=== Section Start ===

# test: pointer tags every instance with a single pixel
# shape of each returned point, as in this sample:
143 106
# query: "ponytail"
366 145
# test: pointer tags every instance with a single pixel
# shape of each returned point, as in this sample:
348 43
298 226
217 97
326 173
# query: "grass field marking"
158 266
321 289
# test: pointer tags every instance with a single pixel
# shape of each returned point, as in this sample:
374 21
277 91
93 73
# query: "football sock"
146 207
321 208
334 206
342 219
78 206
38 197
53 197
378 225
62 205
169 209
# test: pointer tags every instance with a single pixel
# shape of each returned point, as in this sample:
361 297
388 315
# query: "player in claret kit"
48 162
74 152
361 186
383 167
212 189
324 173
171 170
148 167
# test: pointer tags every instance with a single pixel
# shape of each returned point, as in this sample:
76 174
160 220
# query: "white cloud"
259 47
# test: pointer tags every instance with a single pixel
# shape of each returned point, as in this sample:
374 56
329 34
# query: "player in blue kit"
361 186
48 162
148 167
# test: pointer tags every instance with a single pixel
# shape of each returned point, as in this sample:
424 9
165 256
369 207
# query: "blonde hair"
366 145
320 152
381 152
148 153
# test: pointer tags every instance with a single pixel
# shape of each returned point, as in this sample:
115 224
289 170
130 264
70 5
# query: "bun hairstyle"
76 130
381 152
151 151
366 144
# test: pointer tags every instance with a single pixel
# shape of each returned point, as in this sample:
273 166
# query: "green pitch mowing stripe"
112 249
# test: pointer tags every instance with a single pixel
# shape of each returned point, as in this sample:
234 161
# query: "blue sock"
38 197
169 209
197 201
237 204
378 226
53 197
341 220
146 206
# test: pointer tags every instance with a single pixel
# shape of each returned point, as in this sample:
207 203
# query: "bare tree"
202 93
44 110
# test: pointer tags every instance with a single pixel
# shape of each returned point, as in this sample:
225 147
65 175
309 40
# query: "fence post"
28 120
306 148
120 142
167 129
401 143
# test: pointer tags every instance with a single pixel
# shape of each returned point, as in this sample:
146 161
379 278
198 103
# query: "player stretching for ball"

=== Section End ===

* **ACTION ITEM**: Every line above should be printed again exactly as it stands.

* **ANSWER TO THE EXERCISE**:
# test: pointer tags every instance with a single pixel
# shape of each returned point, as in this sample:
143 106
# query: "ponytail"
366 145
# test: pointer tags every instance with a single pixel
# shape of each returned point, as in this sample:
348 43
298 226
217 97
326 173
# query: "grass field marking"
158 266
321 289
# test: pointer tags every instance with a single pixel
# shape of each returned point, as in this sample:
374 21
277 91
93 73
# query: "football sock"
146 207
321 208
334 206
342 219
78 206
38 197
53 197
378 225
62 205
169 209
# test: pointer tags every instance with a single pixel
# shape of each returned point, as in this sample:
361 297
388 315
# query: "player in claret kit"
48 162
74 152
361 186
383 167
212 189
324 173
171 170
148 167
# test: pointer tags every instance with a single pixel
# shape of each returned point, as in this sample:
76 174
160 220
# query: "white cloud"
259 47
# test: pointer tags every instance with a single pixel
# shape of each returned point, as in this sample:
374 56
329 34
# query: "player in blue kit"
361 186
48 162
148 167
# test: pointer tags every instance with a single pixel
# shape of each returned point, as in this sample:
424 9
165 256
369 207
# query: "blonde hair"
366 145
320 152
381 152
148 153
# test: pointer tags every instance with a single pixel
# shape of each returned point, as in this sample:
115 224
289 170
130 264
70 5
# query: "bun hairstyle"
76 130
381 152
151 151
366 144
# test: pointer tags every instance with a single pixel
# shape of each returned point, as in this sample:
273 166
# query: "green pitch mowing stripe"
112 249
# test: pointer tags every instance with a single pixel
# shape of each returned point, as in this sample:
234 161
# query: "blue sock"
38 197
169 209
197 201
237 204
378 226
53 197
341 220
146 206
# test: pointer tags every instance with a single pixel
# shape of each returned point, as in this sample:
207 203
# query: "bare tree"
202 93
44 110
# test: pointer tags every instance with a single pixel
# shape of each returned point, as in this sample:
225 147
65 175
309 40
# query: "fence post"
28 120
306 148
120 142
167 129
401 143
# test: pointer tags every instance with a single pixel
# shape of each returned point, as in this sample:
146 161
379 278
198 103
# query: "player stretching for ball"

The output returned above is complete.